◆ Excerpted data:
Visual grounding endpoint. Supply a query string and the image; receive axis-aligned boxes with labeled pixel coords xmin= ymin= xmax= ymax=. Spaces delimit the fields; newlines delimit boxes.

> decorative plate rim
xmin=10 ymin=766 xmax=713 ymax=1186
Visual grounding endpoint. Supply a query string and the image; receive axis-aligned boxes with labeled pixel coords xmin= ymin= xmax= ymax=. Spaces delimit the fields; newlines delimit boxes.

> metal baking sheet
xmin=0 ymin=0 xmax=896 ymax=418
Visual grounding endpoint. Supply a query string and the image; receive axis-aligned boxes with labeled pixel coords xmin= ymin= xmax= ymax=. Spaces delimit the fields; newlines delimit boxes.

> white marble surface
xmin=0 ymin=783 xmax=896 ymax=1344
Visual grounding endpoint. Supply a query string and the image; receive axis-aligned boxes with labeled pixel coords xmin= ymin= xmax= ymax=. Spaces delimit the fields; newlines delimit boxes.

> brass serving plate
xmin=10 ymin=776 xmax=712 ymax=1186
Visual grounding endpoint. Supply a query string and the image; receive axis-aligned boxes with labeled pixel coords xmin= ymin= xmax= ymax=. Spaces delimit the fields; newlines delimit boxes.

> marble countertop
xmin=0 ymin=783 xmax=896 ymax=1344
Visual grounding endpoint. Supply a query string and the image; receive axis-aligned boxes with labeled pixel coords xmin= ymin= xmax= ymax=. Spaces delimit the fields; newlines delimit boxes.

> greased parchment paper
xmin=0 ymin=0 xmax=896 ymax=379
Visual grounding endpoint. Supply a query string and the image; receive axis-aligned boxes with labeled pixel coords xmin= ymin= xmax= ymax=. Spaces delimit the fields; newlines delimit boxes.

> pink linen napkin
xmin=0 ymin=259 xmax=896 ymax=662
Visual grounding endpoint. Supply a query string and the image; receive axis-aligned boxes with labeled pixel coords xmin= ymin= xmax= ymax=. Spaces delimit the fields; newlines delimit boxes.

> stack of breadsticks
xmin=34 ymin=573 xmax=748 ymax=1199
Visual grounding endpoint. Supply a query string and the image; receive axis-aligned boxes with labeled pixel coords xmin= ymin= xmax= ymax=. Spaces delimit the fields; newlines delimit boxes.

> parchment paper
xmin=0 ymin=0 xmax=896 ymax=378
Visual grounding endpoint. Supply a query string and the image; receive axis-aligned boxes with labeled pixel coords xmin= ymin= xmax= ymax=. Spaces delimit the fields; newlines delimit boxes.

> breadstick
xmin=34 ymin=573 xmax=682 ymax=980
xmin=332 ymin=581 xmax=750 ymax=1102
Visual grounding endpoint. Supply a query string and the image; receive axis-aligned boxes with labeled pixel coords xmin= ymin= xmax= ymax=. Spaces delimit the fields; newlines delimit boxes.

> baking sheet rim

◆ The task:
Return every line of the material above that contains the word "parchment".

◆ Solved exercise:
> greased parchment paper
> parchment paper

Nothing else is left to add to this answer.